-- Pasaje citado --
━━━━━━━━

El siglo XIX fue la época de los grandes descubrimientos ópticos. El momento en que la ciencia comprendió que la visión era estereoscópica, y que los hombres tenían dos ojos para calcular de un modo certero las distancias y los distintos planos y formas. El pintor Camille Pissarro apadrinó a su amigo Cézanne y le arrancó de un mundo interior oscuro y atormentado para empujarlo hacia afuera, hacia la naturaleza, hacia los paisajes, hacia la luminosidad con que los impresionistas quisieron conquistar, de un modo rápido, casi visceral, los cambios de luz y color de las escenas cotidianas.
Atrás quedaron las escenas siniestras, como El asesinato, una de las obras con las que da comienzo la exposición. Inspirada en la literatura naturalista de denuncia social de su amigo de la infancia, Émile Zola, y en el morbo con que se recreaba en los crímenes callejeros la prensa francesa, los trazos de Cézanne en ese tiempo recuerdan más a la época negra de Goya. No anticipan la revolución que llegaría poco después.

━━━━━━━━

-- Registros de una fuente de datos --

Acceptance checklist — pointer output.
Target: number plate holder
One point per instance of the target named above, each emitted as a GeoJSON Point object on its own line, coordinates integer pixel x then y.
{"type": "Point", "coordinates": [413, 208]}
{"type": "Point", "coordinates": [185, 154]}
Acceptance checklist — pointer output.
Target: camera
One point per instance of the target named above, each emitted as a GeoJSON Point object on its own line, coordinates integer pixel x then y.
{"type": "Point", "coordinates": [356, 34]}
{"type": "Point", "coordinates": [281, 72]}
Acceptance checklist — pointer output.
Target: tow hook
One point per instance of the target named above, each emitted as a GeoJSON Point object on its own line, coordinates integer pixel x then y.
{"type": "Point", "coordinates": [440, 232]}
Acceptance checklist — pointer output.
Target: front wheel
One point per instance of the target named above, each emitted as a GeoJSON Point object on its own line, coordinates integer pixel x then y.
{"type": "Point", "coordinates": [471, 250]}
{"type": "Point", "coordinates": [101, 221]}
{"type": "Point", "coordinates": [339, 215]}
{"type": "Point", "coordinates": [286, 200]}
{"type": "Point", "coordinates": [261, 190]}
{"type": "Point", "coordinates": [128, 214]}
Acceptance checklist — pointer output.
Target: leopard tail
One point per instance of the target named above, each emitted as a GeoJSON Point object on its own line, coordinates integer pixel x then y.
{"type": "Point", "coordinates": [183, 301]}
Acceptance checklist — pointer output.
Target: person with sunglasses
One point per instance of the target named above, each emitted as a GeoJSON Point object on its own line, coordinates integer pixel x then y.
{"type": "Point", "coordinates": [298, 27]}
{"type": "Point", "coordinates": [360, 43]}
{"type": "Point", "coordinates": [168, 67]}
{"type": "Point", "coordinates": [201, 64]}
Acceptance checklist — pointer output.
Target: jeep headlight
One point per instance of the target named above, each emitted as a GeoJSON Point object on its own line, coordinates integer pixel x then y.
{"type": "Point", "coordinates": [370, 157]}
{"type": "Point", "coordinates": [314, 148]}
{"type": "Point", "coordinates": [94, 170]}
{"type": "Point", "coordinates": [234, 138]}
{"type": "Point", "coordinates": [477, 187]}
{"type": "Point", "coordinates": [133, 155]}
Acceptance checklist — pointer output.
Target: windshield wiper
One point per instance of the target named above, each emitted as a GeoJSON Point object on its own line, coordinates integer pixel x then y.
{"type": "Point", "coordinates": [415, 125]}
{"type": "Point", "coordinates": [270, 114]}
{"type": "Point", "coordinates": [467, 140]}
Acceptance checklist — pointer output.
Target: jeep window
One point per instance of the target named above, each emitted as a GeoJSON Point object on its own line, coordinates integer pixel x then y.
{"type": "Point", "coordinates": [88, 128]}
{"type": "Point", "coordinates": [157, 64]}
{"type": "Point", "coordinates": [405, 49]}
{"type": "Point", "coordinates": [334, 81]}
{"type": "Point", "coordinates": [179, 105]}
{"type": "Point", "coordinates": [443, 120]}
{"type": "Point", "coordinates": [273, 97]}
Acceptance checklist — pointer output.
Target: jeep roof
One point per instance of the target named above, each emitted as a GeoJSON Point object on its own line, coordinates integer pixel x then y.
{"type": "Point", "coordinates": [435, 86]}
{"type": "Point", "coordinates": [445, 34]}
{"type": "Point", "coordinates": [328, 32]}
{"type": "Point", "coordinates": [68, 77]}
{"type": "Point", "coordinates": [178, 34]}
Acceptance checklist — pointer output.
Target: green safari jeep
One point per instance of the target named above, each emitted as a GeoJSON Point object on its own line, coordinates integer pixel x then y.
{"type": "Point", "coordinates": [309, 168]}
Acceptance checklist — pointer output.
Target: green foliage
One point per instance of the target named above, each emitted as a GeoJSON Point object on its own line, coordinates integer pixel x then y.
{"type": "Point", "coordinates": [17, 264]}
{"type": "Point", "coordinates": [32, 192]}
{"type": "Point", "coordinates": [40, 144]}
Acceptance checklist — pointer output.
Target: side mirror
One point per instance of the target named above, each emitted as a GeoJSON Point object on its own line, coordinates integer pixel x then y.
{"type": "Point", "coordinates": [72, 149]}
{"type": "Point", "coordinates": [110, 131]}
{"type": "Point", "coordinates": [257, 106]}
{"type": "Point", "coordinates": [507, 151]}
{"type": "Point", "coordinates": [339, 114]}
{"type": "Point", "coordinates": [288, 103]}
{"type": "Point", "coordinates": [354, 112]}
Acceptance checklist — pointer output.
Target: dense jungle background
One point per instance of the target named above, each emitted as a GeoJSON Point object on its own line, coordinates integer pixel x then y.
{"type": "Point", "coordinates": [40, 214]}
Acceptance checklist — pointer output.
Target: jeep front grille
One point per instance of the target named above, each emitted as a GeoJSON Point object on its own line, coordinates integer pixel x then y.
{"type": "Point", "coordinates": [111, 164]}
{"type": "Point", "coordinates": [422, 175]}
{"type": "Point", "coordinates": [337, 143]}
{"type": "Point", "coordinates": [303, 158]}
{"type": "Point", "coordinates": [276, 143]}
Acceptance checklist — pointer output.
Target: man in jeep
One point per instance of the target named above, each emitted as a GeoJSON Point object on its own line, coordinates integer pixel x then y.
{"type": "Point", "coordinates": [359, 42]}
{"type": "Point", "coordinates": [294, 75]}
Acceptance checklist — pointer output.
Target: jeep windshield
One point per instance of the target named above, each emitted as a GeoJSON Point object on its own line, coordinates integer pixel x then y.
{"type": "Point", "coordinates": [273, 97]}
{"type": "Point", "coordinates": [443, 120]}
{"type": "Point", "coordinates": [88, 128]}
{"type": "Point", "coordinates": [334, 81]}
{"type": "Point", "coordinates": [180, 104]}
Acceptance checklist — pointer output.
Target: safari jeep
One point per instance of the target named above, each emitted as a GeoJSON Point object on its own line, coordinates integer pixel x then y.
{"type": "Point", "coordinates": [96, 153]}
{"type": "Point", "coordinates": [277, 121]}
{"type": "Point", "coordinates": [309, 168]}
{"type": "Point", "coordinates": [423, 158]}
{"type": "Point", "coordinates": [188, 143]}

━━━━━━━━

-- Consignas de trabajo --
a) Transcribe del pasaje sobre Cézanne el fragmento que comienza en "Atrás quedaron las" y termina en "llegaría poco después.".
b) Responde con base en el pasaje sobre Cézanne:
(i) ¿Qué pintor apadrinó a Cézanne?
(ii) ¿Qué obra de Cézanne se menciona entre las que abren la exposición?
(iii) ¿A qué época de Goya recuerdan los trazos de Cézanne de ese tiempo?

-- Respuestas por tarea --
a)
Atrás quedaron las escenas siniestras, como El asesinato, una de las obras con las que da comienzo la exposición. Inspirada en la literatura naturalista de denuncia social de su amigo de la infancia, Émile Zola, y en el morbo con que se recreaba en los crímenes callejeros la prensa francesa, los trazos de Cézanne en ese tiempo recuerdan más a la época negra de Goya. No anticipan la revolución que llegaría poco después.

b)
(i) Camille Pissarro.
(ii) El asesinato.
(iii) A la época negra de Goya.